Finance Minister Jim Flaherty has revealed he’s been battling a rare skin disease that's left him looking bloated and unwell in recent months.

In a statement issued by his office Thursday, Flaherty explained that for nearly a year, he’s had a condition called bullous pemphigoid. It’s a rare disease with no known cause that leads to blisters, rashes and lesions on the skin and mucous membranes.

He’s needed a strong steroid medication called prednisone to treat the symptoms, but the drug has caused his body to become bloated and his face to appear red and puffy.

The statement was issued after Flaherty revealed his condition in a candid interview with The Globe and Mail.

CTV Ottawa Bureau Chief Robert Fife says Flaherty’s appearance has been a hot topic of discussion on Parliament Hill for weeks.

“Everybody’s been talking about this for about two and a half months because everyone noticed that Mr. Flaherty was puffing up,” Fife told CTV New Channel Thursday.

====

**PROBLEM DETAILS:**
Rewrite the report on Flaherty's illness, starting at the words "Finance Minister Jim" and ending after "and mucous membranes.", with "bullous pemphigoid" replaced by "pemphigus vulgaris".

(Image point grounding data)
====

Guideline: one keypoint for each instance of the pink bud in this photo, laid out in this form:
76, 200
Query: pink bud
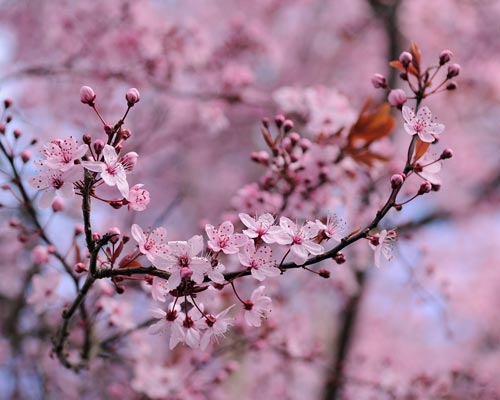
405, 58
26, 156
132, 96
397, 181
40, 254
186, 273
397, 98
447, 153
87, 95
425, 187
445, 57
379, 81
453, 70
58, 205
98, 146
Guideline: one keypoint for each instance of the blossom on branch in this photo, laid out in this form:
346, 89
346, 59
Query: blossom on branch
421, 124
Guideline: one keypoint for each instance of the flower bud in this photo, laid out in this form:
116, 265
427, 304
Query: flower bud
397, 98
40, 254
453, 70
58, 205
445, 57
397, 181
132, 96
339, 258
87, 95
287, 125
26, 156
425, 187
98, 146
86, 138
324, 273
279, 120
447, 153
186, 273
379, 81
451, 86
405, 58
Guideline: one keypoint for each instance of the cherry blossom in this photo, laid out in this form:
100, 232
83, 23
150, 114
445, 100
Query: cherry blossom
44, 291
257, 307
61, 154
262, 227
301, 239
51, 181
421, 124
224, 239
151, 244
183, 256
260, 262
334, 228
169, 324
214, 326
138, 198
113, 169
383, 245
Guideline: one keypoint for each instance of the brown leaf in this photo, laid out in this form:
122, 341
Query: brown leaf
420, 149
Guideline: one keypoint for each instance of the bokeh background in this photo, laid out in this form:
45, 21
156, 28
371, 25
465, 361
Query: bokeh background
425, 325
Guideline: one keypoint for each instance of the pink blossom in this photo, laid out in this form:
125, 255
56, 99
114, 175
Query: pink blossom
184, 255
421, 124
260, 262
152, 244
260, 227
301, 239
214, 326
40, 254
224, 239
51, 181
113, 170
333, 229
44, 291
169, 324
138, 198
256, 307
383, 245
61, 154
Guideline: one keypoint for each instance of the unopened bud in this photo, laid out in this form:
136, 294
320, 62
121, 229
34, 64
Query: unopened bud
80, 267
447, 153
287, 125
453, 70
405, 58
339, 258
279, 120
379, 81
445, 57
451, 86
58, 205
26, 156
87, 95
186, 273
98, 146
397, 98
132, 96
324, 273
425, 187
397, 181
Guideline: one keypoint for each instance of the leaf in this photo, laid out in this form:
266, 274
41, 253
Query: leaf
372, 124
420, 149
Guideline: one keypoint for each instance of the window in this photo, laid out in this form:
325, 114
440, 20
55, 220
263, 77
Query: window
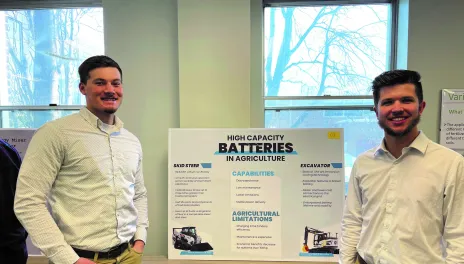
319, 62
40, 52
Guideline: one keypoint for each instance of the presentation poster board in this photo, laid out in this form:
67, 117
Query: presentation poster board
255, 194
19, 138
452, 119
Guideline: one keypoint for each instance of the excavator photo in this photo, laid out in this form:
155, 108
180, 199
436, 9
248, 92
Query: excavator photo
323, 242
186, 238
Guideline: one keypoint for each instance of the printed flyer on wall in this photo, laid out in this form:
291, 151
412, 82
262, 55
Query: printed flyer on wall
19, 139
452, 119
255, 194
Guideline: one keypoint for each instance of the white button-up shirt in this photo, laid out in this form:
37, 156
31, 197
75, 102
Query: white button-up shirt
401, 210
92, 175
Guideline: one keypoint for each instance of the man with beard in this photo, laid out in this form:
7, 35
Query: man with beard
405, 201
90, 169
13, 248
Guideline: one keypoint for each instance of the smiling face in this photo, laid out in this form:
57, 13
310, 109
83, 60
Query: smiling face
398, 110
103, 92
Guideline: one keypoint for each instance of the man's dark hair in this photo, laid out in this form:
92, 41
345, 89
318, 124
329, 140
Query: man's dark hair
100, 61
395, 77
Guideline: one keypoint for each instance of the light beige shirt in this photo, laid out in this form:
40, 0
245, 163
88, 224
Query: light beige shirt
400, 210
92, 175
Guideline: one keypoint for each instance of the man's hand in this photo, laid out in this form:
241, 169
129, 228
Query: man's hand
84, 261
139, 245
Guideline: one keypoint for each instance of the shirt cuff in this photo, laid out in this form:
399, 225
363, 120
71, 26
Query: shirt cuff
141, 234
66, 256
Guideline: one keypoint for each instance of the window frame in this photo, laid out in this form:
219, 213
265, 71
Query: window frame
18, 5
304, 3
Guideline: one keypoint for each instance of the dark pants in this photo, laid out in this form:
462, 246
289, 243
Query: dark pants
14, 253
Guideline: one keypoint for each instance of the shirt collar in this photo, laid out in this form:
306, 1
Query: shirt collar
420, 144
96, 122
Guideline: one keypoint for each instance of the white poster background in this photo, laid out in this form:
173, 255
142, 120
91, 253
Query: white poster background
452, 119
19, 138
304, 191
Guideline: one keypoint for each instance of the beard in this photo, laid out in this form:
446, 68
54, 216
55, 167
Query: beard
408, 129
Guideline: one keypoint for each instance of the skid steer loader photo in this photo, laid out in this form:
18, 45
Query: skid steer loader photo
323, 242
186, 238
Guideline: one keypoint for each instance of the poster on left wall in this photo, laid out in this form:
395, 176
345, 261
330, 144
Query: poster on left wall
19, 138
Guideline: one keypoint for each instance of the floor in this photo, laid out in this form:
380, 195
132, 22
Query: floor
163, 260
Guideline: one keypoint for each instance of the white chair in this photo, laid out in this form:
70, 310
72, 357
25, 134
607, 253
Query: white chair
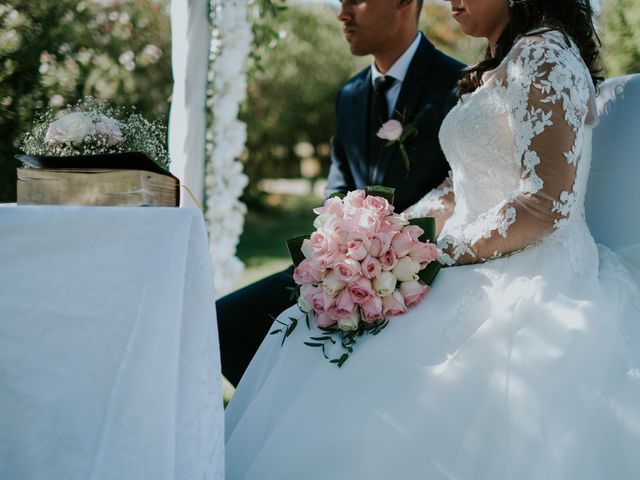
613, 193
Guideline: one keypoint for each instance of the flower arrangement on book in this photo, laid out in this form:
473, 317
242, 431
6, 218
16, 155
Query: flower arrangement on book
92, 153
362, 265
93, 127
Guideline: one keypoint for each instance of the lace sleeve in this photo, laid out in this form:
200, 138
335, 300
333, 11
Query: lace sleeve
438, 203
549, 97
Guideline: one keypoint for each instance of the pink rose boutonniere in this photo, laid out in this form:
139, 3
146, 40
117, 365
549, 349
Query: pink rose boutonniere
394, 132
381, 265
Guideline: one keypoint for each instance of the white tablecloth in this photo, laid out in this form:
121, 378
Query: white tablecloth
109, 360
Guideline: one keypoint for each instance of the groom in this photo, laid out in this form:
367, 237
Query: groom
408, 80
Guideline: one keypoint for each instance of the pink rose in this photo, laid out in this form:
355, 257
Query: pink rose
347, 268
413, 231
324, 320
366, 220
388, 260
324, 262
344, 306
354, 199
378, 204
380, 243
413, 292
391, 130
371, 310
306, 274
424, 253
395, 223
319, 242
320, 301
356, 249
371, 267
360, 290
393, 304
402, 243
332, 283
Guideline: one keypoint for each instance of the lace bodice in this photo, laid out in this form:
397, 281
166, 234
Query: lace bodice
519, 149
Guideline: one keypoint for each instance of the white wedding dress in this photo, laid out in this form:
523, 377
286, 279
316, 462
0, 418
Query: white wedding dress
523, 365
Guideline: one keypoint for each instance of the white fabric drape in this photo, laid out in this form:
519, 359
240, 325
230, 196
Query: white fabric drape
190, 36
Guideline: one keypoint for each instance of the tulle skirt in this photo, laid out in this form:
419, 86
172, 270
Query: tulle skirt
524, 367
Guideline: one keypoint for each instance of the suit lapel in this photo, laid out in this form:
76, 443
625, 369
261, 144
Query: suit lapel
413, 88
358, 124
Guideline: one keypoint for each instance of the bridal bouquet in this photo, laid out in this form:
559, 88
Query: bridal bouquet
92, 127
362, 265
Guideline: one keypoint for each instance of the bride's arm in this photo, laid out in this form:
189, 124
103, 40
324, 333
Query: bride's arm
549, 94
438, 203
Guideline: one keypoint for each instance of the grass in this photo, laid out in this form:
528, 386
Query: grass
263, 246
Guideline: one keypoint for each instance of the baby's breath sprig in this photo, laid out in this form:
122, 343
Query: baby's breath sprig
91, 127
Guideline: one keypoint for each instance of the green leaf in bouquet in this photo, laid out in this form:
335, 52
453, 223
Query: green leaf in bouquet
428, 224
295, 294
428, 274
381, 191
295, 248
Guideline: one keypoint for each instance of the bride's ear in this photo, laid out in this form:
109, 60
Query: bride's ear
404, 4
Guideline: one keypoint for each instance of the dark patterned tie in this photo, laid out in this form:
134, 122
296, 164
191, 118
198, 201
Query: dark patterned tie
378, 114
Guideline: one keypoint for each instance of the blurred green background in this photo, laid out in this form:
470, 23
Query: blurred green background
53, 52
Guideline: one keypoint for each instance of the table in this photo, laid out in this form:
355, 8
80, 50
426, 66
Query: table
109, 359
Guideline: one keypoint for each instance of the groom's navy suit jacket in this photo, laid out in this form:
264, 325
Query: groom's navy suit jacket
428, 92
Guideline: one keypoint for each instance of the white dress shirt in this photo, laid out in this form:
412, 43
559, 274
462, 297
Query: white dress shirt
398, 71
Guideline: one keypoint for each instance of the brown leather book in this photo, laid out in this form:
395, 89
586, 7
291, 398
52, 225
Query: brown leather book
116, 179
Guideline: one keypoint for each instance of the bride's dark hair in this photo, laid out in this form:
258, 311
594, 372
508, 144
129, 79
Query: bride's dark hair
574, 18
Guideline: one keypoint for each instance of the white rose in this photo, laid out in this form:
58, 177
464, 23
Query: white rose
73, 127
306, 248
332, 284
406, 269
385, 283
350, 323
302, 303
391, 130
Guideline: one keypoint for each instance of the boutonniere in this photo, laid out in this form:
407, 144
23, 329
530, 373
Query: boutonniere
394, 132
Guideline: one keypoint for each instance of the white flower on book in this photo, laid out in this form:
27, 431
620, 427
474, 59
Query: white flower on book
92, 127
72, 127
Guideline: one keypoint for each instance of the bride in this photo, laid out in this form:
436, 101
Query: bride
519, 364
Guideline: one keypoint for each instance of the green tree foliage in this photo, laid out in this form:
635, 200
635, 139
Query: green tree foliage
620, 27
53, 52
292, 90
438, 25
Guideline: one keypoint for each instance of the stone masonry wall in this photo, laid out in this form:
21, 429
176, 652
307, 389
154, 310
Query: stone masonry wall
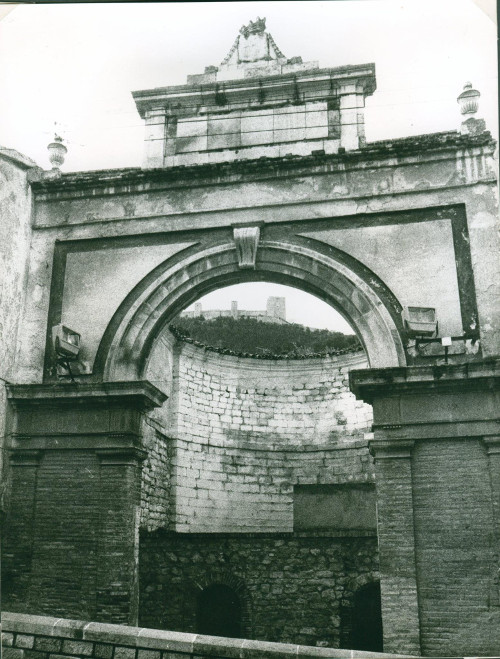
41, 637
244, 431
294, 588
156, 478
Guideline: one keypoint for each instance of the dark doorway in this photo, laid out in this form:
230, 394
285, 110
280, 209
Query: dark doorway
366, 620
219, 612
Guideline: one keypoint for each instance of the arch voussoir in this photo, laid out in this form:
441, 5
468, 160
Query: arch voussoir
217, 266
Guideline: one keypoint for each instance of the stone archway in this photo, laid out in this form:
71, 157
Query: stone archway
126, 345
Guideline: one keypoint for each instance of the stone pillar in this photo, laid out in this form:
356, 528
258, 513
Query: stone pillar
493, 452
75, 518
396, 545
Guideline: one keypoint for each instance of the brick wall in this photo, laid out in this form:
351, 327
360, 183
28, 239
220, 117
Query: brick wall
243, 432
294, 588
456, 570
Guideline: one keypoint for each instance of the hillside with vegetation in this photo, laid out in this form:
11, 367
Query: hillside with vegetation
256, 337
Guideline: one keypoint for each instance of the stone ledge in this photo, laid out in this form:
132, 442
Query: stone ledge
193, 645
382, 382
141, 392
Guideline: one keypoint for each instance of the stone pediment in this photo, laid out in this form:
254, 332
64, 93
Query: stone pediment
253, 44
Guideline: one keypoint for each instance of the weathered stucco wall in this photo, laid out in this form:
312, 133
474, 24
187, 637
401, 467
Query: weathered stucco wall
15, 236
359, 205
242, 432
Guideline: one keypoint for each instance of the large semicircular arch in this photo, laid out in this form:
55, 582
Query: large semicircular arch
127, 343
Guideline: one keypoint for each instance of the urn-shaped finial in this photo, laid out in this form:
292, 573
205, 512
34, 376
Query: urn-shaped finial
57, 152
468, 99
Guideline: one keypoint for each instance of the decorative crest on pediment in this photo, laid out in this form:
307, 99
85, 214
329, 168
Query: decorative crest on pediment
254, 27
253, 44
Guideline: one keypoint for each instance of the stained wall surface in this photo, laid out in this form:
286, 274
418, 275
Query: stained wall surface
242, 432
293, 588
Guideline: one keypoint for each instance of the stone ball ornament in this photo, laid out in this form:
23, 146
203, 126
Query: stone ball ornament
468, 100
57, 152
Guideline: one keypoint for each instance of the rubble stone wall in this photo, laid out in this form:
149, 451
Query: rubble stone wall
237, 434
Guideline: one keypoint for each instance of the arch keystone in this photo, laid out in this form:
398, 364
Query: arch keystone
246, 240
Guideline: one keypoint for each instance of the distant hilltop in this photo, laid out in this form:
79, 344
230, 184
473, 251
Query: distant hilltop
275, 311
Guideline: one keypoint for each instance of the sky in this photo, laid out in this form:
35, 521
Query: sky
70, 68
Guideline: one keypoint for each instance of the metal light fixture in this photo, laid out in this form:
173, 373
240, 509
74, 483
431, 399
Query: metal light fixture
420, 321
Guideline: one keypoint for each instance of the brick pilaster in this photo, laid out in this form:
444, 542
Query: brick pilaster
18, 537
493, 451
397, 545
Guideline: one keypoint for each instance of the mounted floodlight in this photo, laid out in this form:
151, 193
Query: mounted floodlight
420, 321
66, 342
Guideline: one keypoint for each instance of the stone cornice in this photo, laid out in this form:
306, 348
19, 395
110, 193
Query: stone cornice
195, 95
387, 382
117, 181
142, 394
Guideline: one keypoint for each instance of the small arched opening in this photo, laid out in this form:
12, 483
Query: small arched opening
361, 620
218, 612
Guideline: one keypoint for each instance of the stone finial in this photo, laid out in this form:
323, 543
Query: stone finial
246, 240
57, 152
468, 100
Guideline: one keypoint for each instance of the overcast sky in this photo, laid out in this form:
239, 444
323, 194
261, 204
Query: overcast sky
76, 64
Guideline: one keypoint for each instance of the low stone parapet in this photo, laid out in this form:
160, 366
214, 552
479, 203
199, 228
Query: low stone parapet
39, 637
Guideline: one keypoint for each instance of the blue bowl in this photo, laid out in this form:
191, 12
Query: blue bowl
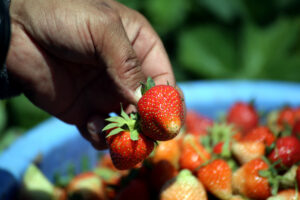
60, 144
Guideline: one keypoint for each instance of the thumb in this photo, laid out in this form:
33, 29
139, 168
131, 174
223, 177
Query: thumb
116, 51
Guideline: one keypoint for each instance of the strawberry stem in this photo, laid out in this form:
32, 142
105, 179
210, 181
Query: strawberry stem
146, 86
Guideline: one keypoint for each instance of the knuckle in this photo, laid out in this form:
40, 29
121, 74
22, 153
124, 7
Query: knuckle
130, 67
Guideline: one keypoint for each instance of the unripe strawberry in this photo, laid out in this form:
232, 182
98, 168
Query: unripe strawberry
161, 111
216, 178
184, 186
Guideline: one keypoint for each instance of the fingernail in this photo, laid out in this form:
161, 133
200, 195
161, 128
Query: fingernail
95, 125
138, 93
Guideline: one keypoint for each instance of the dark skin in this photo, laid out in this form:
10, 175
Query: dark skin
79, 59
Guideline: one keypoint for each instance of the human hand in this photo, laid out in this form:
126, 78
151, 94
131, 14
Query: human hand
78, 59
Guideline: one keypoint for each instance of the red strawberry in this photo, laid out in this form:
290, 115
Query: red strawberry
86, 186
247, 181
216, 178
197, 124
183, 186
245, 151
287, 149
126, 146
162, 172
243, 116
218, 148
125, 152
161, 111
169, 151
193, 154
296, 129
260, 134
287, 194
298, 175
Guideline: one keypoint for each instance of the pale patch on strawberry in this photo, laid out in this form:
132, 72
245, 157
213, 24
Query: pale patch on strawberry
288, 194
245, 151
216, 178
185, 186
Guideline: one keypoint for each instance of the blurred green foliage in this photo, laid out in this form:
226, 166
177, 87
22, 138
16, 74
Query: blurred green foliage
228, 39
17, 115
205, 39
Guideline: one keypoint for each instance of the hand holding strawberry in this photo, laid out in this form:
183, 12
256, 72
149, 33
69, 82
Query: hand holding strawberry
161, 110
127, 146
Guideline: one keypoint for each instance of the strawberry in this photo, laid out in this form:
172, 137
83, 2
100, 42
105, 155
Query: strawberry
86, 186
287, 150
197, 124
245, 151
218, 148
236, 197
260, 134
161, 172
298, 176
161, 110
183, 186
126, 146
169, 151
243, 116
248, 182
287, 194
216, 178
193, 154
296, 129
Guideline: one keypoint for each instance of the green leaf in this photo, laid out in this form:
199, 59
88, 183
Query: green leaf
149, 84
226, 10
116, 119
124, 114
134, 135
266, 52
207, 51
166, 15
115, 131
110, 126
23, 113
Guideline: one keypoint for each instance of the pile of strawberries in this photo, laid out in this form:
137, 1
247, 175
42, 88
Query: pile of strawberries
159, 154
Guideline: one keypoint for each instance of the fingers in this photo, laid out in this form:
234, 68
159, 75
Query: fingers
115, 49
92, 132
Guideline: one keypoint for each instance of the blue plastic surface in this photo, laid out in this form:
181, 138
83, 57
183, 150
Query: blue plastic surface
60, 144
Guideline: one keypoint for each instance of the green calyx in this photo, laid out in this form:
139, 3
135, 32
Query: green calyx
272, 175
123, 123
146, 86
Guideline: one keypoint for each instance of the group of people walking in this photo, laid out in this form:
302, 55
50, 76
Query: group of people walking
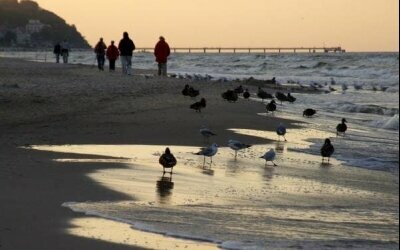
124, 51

====

**OUTPUT BELOW:**
Finance Minister Jim Flaherty has revealed he’s been battling a rare skin disease that's left him looking bloated and unwell in recent months.

In a statement issued by his office Thursday, Flaherty explained that for nearly a year, he’s had a condition called pemphigus vulgaris. It’s a rare disease with no known cause that leads to blisters, rashes and lesions on the skin and mucous membranes.